◆ AIM ◆
Count the lines in the material below that contain the string "roof", with case counting. Reply with only the number.

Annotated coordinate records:
* Start *

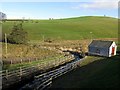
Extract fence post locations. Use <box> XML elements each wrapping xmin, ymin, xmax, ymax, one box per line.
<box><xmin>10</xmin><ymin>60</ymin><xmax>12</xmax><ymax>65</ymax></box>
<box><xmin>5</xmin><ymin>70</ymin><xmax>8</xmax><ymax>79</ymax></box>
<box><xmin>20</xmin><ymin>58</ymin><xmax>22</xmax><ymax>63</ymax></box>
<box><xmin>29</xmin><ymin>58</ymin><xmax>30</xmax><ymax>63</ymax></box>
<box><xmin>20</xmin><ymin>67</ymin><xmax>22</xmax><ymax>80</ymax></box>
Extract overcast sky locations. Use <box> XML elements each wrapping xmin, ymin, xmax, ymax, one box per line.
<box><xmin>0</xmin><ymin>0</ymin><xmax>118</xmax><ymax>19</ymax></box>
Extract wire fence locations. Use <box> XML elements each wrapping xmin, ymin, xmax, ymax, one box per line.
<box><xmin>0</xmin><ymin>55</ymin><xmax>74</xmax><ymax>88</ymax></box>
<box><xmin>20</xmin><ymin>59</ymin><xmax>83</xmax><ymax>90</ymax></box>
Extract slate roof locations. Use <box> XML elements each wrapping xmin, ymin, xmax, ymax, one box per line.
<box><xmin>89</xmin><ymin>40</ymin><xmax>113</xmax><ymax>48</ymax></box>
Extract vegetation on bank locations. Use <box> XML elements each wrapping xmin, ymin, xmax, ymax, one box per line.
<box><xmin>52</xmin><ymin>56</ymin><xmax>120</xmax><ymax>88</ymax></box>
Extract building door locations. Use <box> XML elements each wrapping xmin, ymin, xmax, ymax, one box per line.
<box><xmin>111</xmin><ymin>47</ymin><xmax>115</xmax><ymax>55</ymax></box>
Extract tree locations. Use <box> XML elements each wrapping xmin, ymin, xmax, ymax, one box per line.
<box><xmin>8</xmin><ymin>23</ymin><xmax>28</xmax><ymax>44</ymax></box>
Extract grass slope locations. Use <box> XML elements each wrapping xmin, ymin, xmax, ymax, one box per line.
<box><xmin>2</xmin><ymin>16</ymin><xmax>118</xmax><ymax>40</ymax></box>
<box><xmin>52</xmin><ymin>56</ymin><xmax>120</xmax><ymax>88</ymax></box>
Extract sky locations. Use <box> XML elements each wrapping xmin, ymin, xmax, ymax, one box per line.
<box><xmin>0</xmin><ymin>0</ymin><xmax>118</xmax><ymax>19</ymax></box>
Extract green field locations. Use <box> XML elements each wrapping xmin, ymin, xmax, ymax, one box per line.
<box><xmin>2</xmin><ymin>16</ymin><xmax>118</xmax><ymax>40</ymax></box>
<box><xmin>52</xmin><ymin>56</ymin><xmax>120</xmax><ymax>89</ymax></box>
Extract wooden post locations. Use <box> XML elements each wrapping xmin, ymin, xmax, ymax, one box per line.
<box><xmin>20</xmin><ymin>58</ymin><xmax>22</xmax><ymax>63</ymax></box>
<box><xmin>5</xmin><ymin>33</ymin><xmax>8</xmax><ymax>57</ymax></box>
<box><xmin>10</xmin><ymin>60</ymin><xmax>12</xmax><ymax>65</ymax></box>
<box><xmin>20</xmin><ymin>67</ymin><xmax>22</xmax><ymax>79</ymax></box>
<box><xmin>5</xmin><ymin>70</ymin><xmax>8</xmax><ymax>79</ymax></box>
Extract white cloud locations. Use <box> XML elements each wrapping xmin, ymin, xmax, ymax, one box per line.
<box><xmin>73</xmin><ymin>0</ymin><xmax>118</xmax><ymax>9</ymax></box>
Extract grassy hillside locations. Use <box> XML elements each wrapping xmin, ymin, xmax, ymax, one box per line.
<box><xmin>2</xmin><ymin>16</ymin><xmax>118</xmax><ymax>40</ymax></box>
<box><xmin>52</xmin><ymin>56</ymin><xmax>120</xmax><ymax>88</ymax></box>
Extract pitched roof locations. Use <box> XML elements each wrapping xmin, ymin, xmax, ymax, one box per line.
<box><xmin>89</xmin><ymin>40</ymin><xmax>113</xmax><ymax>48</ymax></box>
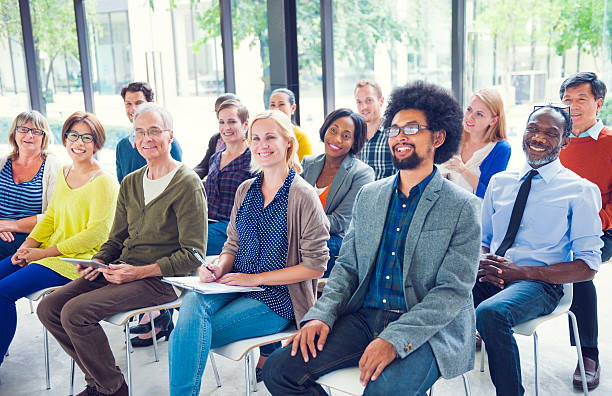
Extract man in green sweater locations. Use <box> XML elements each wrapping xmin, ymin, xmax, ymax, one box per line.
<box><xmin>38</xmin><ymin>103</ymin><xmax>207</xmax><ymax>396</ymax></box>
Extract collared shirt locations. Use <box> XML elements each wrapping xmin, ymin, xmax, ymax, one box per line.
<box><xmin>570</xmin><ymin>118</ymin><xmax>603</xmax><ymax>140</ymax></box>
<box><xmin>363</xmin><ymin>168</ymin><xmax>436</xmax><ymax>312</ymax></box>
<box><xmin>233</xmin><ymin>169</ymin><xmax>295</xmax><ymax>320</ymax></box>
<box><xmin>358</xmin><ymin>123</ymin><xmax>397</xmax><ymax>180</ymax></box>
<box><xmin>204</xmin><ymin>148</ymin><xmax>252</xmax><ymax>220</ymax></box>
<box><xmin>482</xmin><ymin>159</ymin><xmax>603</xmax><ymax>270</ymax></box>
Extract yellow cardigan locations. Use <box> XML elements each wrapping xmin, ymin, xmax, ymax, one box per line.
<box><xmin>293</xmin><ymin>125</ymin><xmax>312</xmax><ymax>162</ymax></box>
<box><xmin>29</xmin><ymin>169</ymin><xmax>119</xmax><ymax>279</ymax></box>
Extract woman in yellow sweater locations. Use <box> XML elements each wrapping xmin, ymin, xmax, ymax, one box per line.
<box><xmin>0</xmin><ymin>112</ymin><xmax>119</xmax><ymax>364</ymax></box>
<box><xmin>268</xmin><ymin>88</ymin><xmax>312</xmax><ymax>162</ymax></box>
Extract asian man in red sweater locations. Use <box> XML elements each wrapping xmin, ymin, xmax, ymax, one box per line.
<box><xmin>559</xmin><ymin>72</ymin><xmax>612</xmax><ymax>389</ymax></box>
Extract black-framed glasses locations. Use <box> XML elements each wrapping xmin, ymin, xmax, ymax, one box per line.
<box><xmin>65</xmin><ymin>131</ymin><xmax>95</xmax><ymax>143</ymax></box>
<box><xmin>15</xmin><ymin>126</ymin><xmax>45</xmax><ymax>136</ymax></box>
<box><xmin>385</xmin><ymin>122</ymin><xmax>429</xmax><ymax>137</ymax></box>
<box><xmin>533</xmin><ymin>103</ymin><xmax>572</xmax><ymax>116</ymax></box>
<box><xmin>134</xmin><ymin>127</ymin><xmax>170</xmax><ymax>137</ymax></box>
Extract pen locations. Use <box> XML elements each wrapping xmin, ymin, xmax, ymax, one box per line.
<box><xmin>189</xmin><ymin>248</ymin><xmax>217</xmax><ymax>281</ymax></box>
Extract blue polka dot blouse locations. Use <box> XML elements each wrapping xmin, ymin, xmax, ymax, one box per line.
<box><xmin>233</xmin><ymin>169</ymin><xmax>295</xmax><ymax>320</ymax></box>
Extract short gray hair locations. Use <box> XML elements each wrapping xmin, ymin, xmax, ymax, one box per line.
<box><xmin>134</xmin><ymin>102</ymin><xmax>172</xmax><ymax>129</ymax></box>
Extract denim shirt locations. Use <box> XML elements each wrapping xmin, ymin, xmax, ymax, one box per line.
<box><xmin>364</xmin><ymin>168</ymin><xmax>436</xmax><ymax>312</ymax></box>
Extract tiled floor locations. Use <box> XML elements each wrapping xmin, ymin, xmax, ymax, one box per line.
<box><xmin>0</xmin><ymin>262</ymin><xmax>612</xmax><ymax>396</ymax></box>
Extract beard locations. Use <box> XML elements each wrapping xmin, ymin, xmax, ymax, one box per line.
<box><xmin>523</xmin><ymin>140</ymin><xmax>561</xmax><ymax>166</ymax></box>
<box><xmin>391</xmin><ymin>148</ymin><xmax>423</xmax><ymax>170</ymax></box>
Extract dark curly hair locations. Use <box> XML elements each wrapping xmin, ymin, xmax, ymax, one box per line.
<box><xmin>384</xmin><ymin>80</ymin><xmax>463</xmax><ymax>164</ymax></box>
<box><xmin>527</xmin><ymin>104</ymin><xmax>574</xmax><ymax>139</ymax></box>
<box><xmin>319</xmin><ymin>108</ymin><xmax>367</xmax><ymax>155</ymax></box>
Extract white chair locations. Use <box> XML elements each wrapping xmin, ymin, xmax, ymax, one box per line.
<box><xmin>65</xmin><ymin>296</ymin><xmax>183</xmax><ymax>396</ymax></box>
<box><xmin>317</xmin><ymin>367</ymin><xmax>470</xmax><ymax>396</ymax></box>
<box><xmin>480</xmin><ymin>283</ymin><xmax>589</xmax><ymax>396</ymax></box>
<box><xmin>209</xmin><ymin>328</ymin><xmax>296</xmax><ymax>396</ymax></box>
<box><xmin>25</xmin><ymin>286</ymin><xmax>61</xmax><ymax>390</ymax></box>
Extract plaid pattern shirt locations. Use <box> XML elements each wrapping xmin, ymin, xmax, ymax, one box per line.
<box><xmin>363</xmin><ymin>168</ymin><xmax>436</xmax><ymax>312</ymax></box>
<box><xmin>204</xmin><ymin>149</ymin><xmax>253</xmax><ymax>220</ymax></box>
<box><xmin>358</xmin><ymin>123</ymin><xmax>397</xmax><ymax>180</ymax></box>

* End *

◆ RESULT FOR THIS TASK ◆
2